*** Given information ***

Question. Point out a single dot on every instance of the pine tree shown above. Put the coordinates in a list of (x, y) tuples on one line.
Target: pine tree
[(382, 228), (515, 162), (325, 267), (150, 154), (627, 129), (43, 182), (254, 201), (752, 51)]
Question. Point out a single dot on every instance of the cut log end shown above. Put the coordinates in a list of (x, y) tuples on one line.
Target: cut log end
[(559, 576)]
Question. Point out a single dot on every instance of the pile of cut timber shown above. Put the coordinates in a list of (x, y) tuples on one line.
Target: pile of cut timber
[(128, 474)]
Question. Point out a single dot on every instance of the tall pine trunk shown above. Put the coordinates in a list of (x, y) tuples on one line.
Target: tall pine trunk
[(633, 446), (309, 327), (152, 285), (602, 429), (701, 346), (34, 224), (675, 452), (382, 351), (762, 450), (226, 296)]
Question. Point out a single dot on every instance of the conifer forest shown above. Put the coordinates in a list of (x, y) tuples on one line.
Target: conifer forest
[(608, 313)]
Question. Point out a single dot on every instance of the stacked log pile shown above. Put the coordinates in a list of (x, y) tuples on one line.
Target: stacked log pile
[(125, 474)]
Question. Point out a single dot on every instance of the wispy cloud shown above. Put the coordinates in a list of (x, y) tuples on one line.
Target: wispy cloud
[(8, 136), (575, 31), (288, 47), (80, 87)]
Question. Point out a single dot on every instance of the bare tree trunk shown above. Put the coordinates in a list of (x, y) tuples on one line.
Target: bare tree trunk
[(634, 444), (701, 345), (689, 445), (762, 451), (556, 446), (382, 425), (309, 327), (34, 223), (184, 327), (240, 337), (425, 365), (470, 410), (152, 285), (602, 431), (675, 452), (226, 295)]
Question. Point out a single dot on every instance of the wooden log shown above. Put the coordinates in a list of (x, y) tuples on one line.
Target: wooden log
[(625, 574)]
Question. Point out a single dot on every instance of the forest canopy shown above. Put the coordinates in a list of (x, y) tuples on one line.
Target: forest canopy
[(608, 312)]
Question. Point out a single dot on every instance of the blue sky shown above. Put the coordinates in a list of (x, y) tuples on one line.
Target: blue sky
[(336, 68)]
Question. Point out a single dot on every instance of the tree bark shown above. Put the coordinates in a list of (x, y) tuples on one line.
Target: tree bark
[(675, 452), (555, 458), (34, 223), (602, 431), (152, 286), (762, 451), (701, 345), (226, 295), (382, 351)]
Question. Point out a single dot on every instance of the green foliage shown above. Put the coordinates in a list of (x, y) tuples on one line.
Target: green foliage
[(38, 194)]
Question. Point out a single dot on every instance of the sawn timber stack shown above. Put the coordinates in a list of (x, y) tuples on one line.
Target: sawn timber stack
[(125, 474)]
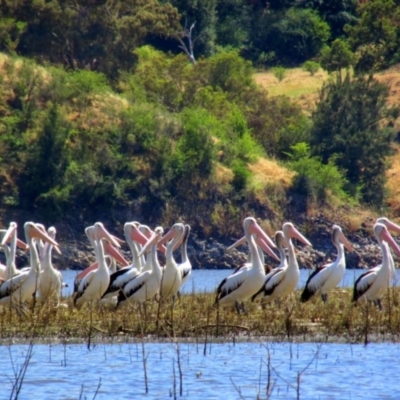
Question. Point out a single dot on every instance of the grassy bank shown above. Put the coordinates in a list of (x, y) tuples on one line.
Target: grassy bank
[(194, 317)]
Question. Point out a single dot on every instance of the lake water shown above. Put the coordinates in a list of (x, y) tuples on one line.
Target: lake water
[(227, 370), (207, 280), (230, 370)]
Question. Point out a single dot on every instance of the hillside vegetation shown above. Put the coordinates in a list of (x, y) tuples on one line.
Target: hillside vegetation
[(153, 110)]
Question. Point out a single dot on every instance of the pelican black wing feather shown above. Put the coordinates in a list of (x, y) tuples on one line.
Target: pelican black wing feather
[(113, 277), (358, 293), (223, 292), (308, 292)]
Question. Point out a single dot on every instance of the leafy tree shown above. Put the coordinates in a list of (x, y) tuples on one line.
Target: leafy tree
[(337, 57), (337, 13), (47, 159), (203, 14), (376, 37), (292, 36), (314, 179), (100, 35), (347, 125), (311, 66), (234, 23)]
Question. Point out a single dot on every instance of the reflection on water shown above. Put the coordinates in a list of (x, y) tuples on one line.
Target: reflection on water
[(207, 280), (234, 371)]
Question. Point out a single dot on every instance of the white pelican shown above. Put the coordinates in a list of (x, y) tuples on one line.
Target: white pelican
[(391, 227), (243, 283), (121, 277), (171, 280), (328, 276), (372, 284), (10, 269), (146, 285), (50, 280), (109, 249), (185, 266), (22, 288), (95, 283), (283, 281)]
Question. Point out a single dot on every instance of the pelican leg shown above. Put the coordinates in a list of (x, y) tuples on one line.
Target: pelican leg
[(237, 307)]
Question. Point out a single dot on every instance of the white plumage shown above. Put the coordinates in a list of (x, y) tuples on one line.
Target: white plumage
[(327, 277)]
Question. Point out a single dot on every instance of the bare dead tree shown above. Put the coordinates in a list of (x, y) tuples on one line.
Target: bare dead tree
[(188, 35)]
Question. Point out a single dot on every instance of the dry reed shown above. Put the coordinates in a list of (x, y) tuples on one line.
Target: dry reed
[(195, 317)]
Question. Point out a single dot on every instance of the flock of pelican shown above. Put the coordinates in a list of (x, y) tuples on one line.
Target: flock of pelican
[(277, 283), (144, 278), (136, 281)]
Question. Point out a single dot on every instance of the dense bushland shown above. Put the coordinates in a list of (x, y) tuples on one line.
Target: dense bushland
[(94, 118)]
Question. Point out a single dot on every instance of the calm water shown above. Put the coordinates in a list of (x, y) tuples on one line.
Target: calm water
[(229, 371), (207, 280)]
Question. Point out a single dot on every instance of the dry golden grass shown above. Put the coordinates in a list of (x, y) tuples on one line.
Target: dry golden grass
[(194, 316), (269, 171), (303, 88), (223, 175), (393, 183), (299, 85)]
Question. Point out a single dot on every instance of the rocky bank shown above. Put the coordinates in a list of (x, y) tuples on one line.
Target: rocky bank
[(211, 253)]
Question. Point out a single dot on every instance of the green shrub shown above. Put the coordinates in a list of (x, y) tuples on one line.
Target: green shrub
[(279, 73), (311, 66), (314, 179), (241, 176)]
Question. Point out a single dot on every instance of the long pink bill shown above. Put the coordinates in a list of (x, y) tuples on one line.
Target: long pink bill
[(294, 233), (117, 239), (345, 242), (7, 237), (256, 229), (237, 243), (113, 252), (155, 238), (102, 233), (138, 236), (261, 243), (91, 268), (148, 233), (385, 235), (392, 226), (22, 245), (34, 231)]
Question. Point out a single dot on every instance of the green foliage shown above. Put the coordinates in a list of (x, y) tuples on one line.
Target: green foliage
[(203, 14), (338, 56), (234, 23), (241, 176), (294, 36), (279, 73), (88, 35), (11, 31), (46, 162), (276, 124), (348, 125), (314, 179), (311, 66), (337, 13), (376, 37)]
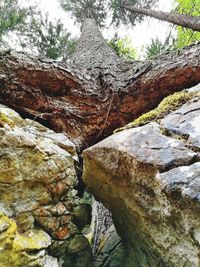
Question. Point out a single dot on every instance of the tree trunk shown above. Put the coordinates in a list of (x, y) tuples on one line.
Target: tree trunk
[(191, 22), (94, 92)]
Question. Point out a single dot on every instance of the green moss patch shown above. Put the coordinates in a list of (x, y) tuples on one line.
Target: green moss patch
[(168, 104)]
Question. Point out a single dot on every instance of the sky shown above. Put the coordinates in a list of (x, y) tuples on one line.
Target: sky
[(140, 35)]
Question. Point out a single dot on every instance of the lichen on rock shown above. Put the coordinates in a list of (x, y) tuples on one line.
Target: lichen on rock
[(38, 195), (167, 105), (27, 249), (150, 183)]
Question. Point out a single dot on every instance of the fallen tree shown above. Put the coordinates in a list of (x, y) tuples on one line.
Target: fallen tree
[(94, 92)]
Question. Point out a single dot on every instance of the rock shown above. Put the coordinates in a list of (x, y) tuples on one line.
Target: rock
[(27, 249), (111, 252), (148, 177), (75, 252), (37, 190)]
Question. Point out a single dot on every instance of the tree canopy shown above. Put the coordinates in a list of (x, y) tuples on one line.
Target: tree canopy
[(12, 17), (187, 36), (31, 30), (101, 9)]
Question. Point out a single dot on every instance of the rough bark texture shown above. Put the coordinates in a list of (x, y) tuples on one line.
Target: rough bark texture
[(94, 92), (191, 22)]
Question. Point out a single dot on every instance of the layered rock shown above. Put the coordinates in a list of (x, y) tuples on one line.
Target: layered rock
[(37, 192), (149, 178)]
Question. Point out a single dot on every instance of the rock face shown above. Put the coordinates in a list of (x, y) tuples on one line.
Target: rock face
[(37, 191), (149, 178)]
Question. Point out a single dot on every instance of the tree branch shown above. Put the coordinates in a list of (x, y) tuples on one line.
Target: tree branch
[(191, 22)]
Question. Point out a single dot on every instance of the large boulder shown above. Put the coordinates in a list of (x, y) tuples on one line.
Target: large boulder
[(148, 177), (38, 194)]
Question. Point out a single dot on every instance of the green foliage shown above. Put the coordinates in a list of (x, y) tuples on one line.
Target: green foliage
[(156, 47), (101, 9), (123, 16), (29, 29), (187, 36), (123, 48), (12, 17), (96, 9), (50, 39)]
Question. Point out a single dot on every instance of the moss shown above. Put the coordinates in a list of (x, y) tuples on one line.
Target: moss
[(169, 104), (5, 119)]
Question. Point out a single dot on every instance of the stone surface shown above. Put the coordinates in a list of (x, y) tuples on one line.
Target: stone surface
[(185, 122), (37, 190), (27, 249), (111, 252), (149, 178), (75, 252)]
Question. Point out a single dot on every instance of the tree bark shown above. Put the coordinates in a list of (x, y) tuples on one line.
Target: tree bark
[(89, 100), (191, 22)]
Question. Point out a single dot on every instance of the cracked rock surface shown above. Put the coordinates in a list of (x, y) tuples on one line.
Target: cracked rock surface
[(149, 178), (37, 192)]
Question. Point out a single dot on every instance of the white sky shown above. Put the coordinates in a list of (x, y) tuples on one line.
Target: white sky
[(140, 35)]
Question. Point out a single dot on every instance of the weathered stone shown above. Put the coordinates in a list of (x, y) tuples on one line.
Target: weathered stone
[(150, 182), (185, 122), (27, 249), (75, 252), (37, 190), (111, 252)]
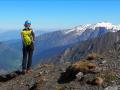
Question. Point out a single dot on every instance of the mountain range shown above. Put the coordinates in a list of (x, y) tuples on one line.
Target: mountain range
[(55, 43)]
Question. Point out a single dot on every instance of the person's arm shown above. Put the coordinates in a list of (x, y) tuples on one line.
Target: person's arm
[(33, 35)]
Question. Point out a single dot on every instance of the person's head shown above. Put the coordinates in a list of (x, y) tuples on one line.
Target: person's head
[(27, 24)]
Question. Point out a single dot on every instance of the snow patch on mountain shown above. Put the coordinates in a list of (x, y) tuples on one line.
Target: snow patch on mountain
[(80, 29)]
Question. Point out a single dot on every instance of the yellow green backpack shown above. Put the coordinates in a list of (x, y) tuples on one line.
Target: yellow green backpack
[(26, 36)]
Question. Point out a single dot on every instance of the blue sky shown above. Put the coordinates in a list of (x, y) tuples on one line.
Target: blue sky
[(47, 14)]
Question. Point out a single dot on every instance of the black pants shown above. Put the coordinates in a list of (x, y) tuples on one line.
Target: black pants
[(27, 57)]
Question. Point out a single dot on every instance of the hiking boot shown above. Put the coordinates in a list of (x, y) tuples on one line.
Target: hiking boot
[(23, 71), (29, 70)]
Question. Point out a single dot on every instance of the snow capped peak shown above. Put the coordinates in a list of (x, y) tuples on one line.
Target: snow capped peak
[(107, 25), (81, 28)]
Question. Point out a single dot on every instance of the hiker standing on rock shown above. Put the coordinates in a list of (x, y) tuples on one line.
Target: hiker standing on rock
[(28, 38)]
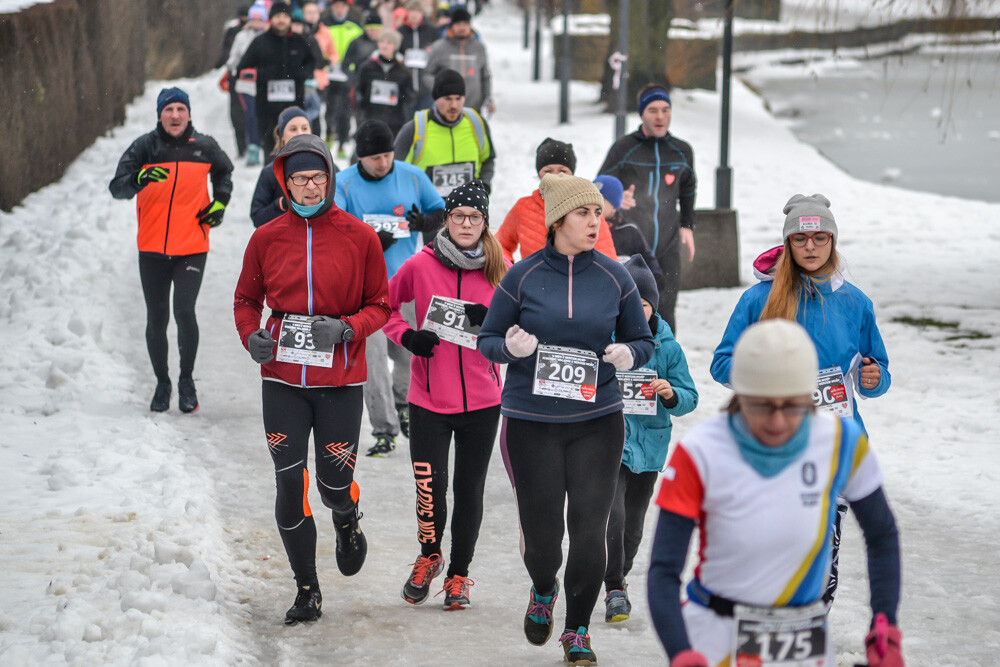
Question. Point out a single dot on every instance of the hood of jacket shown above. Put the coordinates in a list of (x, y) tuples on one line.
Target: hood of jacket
[(313, 144)]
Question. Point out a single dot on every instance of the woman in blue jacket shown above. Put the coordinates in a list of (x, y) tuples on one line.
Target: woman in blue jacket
[(647, 439), (553, 320), (801, 281)]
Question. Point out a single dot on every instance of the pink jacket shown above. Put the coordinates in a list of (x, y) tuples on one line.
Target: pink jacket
[(455, 379)]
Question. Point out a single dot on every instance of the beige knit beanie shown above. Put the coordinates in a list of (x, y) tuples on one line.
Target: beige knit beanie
[(563, 193)]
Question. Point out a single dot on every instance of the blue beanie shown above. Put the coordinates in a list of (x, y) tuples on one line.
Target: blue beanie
[(611, 189), (169, 96), (652, 95)]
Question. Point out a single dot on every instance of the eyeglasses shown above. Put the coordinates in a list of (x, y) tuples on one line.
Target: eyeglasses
[(766, 409), (318, 179), (474, 219), (819, 238)]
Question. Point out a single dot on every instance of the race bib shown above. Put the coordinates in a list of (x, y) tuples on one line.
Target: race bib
[(565, 372), (281, 90), (446, 317), (447, 177), (831, 392), (295, 343), (637, 394), (415, 58), (385, 92), (399, 227), (337, 73), (781, 637)]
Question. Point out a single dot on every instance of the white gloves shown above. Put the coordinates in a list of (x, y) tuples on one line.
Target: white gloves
[(619, 355), (519, 342)]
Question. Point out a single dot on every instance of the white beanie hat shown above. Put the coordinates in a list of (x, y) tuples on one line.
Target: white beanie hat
[(774, 358)]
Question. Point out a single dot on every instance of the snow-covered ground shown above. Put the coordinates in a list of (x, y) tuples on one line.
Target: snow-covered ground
[(134, 538)]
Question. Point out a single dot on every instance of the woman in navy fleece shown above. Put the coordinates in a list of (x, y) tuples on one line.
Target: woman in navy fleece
[(565, 446)]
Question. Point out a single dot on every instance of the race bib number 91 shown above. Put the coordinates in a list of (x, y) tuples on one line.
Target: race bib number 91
[(565, 372), (296, 346)]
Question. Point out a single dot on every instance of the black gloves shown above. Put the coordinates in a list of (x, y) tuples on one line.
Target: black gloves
[(261, 346), (420, 343), (387, 239), (152, 175), (212, 214), (476, 312)]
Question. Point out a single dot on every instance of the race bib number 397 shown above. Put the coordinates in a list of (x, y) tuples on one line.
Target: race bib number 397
[(565, 372), (296, 346)]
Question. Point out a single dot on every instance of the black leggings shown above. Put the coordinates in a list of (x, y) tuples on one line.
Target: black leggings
[(548, 463), (628, 513), (430, 442), (157, 273), (333, 415)]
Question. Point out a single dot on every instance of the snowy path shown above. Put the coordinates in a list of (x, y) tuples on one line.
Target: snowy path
[(134, 538)]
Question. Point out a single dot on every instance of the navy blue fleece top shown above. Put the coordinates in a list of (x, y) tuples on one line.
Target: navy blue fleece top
[(578, 301)]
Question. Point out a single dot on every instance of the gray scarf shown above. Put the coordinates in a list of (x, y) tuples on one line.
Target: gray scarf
[(451, 256)]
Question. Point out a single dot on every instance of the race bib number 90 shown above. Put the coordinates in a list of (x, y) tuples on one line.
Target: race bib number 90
[(783, 637), (296, 346), (565, 372)]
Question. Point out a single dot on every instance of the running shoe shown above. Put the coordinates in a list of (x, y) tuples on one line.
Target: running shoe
[(617, 607), (456, 592), (417, 587), (161, 397), (384, 445), (308, 605), (187, 395), (538, 618), (576, 647), (352, 546)]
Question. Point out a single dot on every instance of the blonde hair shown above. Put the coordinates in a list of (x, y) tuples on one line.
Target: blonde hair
[(783, 301)]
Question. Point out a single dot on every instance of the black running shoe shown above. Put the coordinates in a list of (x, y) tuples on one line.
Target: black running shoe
[(308, 605), (161, 397), (187, 397), (418, 585), (352, 547), (538, 618)]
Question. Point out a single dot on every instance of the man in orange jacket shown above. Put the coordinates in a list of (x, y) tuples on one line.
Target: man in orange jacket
[(168, 169)]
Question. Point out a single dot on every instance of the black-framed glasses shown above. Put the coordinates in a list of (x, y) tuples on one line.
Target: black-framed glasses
[(819, 238), (474, 219), (318, 179), (767, 408)]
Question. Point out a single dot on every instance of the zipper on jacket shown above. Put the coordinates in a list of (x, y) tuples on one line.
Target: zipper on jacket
[(461, 366), (170, 206), (570, 290)]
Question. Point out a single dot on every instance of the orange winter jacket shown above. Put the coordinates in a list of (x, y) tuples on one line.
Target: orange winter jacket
[(525, 226)]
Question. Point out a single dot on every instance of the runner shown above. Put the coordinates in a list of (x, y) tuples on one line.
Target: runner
[(761, 483), (167, 169), (647, 438), (524, 225), (454, 391), (551, 320), (801, 281), (322, 274)]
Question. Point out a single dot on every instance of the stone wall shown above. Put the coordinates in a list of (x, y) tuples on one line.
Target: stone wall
[(69, 68)]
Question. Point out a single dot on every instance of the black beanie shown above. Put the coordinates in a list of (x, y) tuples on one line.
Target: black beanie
[(472, 194), (551, 151), (373, 138), (644, 280), (448, 82)]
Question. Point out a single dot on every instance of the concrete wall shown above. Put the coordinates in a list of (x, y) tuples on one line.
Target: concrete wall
[(69, 68)]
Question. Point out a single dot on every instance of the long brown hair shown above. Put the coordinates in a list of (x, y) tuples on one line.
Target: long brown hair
[(783, 301)]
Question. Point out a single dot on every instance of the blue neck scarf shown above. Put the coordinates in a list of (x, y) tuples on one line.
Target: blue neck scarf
[(768, 461), (306, 211)]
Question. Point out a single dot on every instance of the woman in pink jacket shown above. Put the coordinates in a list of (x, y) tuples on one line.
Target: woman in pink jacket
[(453, 389)]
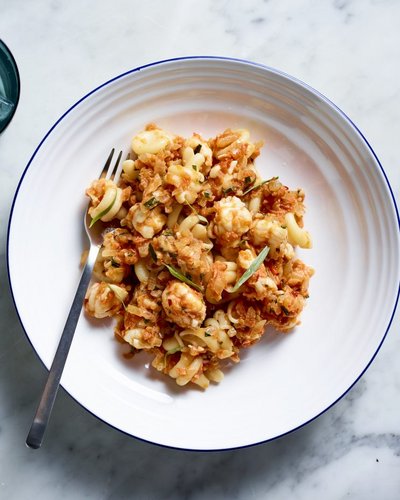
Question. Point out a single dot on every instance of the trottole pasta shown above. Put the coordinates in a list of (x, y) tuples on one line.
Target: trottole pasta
[(182, 266)]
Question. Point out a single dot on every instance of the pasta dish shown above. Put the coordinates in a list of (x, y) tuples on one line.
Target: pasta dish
[(198, 254)]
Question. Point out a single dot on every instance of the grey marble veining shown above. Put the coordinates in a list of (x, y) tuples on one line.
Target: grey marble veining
[(347, 49)]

***

Work to be completed: Each line from the first line of the listing through the line with "of the tall" must be output exactly, both ends included, and no other line may appear.

Task solution:
Question. Point out a single dot on every instance of the pine tree shown above. Put the coordinates in a list of (x, y) tuples on one line.
Target: pine tree
[(382, 228), (515, 162), (325, 267), (150, 154), (627, 129), (43, 182), (254, 201), (752, 51)]
Question. Point out a single dot on every instance of the cut log end shown above. Put the coordinates in a list of (x, y) tuples on one line.
Target: cut log end
[(559, 576)]
Question. Point out a single dot on every instance of the pile of cut timber shown above. Put the coordinates in a list of (x, y) tuples on one line.
Target: pile of cut timber
[(128, 474)]
Question. Point out a single dot on every instance of the tall pine trunk shown above. Put the coordinates in a list of (x, y) tuples on one line.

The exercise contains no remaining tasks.